• _DIRECTIVES_
1. List each financial measure that appears as a heading in the airport report excerpt below, along with the figure it states.
2. According to the airport report excerpt below, how much revenue did the public car park management system generate?
3. Reproduce the part of the airport report excerpt below that begins at the words "Net operating result (after" and stops after the words "outstanding being reduced.".
>> BEGIN EXCERPT PROVIDED
The Riverina continues to be serviced by the Wagga Wagga Regional Airport with QantasLink and Regional Express (Rex) providing daily return services to Sydney, and Rex providing return flights to Melbourne each day.  There were 225,071 passenger movements over the course of the year, with a total of 30,386 aircraft movements across all categories, including 6,160 regular public transport movements, 15,674 training movements, and 8,552 general aviation and military movements.

Until June 2018, JETGO provided daily return services to Brisbane and the Gold Coast, and disappointingly went into receivership in July 2018.  JETGO services out of Wagga Wagga had good passenger numbers and provided people within the Riverina a direct route to Queensland.

The public car park management system continues to provide a good return on investment with $356,678 in revenue generated. Security screening operations at the airport are contracted to an external provider and have continued to be compliant and meet or exceed the expectations of the Department of Infrastructure and Transport, Aviation and Maritime Security (AMS) Division. Council’s significant investment in the future of regional aviation, through the development of the Commercial Aviation Precinct and Light Aircraft Precinct will continue to grow business, economic development, jobs and flying activity in the region.

During the financial year, the Airport was shortlisted for the Qantas Pilot Academy along with eight (8) other regional cities across Australia.  Whilst Toowoomba were successful in securing the first of two Qantas Pilot Academies, Wagga Wagga is still in the running for the second Pilot Academy.

Wagga Wagga Regional Airport continues to be a leader in regional aviation, contributing significantly to the Gross Regional Product and employment as well as achieving its vision of being a centre of national aviation significance. The Rirport generated a surplus from ordinary activities before depreciation of $413K and has a closing balance of $64K in the Airport Reserve as at 30 June 2018.  Including depreciation, the Airport experienced a net loss of $1.9M.

Income ▲ 11.65% to $4.21M

Income for the airport increased for the 2017/18 financial year due to annual increases in fees and charges including leases.

Expenses ▲ 3.65% to $6.05M

The marginal increase in Operating expenses for 2017/18 is due to increases in utilities and materials and contract prices.

Net operating result (after tax) - $1.91M DEFICIT

The net operating result for the Airport including depreciation for 2017/18 was a deficit of $1.91M. Excluding depreciation, the net operating result was a $413K surplus.

Assets ▲ 5.04% to $37.07M

Airport assets have increased for 2017/18 by $1.78M due to the increased value of the Airport’s asset base.

Liabilities ▼ 1.04% to $13.49M

Liabilities have decreased for the year as loan commitments have been paid, which has resulted in the total principle outstanding being reduced.

Reserve balance ▼ 82.80% to $64K

The reserve balance for the Airport decreased by $308K for 2017/18 to a closing balance of $64K.
>> END EXCERPT PROVIDED
>> BEGIN DATASET EXCERPT
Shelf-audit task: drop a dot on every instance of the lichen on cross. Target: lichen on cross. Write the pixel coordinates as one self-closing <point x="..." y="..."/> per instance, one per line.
>> END DATASET EXCERPT
• _WORKED ANSWERS_
1.
- Income: up 11.65% to $4.21M
- Expenses: up 3.65% to $6.05M
- Net operating result (after tax): $1.91M deficit
- Assets: up 5.04% to $37.07M
- Liabilities: down 1.04% to $13.49M
- Reserve balance: down 82.80% to $64K

2. $356,678

3.
Net operating result (after tax) - $1.91M DEFICIT

The net operating result for the Airport including depreciation for 2017/18 was a deficit of $1.91M. Excluding depreciation, the net operating result was a $413K surplus.

Assets ▲ 5.04% to $37.07M

Airport assets have increased for 2017/18 by $1.78M due to the increased value of the Airport’s asset base.

Liabilities ▼ 1.04% to $13.49M

Liabilities have decreased for the year as loan commitments have been paid, which has resulted in the total principle outstanding being reduced.